▶ _Listed records_
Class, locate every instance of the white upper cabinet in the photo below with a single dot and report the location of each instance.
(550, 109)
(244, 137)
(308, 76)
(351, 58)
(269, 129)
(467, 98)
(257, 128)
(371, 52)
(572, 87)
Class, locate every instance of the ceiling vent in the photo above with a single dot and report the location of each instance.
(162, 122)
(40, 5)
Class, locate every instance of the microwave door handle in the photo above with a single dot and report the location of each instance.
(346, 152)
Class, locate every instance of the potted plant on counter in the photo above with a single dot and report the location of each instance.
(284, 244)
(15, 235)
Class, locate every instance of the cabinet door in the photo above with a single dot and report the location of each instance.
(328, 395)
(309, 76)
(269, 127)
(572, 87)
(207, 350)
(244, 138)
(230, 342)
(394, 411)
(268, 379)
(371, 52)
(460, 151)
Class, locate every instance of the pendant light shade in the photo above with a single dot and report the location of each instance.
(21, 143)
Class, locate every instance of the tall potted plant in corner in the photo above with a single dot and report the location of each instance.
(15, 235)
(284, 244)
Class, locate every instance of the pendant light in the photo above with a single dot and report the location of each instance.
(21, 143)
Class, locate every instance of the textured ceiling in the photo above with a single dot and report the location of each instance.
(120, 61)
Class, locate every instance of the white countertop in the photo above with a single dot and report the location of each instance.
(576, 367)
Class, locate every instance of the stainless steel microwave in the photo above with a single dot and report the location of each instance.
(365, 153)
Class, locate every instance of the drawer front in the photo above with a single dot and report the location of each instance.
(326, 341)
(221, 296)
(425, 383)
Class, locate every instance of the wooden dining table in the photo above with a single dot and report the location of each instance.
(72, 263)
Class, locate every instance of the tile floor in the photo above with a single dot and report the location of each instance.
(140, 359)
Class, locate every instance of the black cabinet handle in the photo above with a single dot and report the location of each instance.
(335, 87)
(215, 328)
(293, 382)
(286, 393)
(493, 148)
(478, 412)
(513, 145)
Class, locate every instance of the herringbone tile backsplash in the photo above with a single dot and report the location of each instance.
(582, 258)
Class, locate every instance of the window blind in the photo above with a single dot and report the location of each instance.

▶ _Request_
Without leaving anything out, quote all the data.

▶ _Correct answer_
Class, locate every instance of the white upper cabinet in the photo below with a single dot and report the location of each instance.
(550, 109)
(244, 137)
(308, 76)
(351, 58)
(269, 129)
(467, 98)
(257, 128)
(371, 52)
(572, 87)
Class, locate every instance of the ceiling vent in the photo above with a single dot and report the location of each instance.
(162, 122)
(40, 5)
Class, locate every instance of the microwave door handle in the photo above with a single dot and report the location of each instance.
(346, 152)
Class, locate every instance of the potted plant on counter in the photo above with a single dot and report the location of each instance.
(284, 244)
(15, 235)
Class, locate every instance of the cabinet door in the photo above with a single dot and report the location of each instance.
(328, 395)
(309, 76)
(269, 127)
(572, 87)
(207, 350)
(244, 138)
(230, 342)
(394, 411)
(268, 379)
(371, 52)
(460, 151)
Class, locate every instance of the pendant light shade in the photo above with a single dot and report the location of each instance.
(21, 143)
Class, locate every instance of the tall potted plant in corner in the photo above with a single dot and report the location of each instance.
(15, 235)
(284, 244)
Class, locate every instance of the pendant light in the photo above with a single dot and report the location of each instance.
(21, 143)
Class, locate every instance of the textured ceiling in the photo above with a single dot and report the location of each instance.
(120, 61)
Class, locate every instance of the white countertop in the photo above with a single dot and report the location of each instance.
(576, 367)
Class, locate every instance of the stainless steel microwave in the photo above with a single dot and report the location of each instance.
(365, 153)
Class, locate every instance of the drawer front in the photo above with a single dot and report the location of each instance.
(326, 341)
(221, 296)
(425, 383)
Class, locate every instance of the wooden dining table in the photo above with a single dot and report the location of each instance.
(72, 263)
Class, locate every instance of the tile floor in the photo above with a single dot and report the location of each instance.
(140, 359)
Class, locate every instance of the black cabinet handle in the photo above with a single dot and report the location of each instance.
(335, 87)
(215, 328)
(293, 382)
(286, 393)
(493, 148)
(478, 412)
(513, 145)
Class, locate every instance of the herringbone tile backsplash in the photo above with a single dot and report the location of each instance.
(582, 258)
Class, locate every instance of the window blind in the photo above with a single dot and report the location of each instance.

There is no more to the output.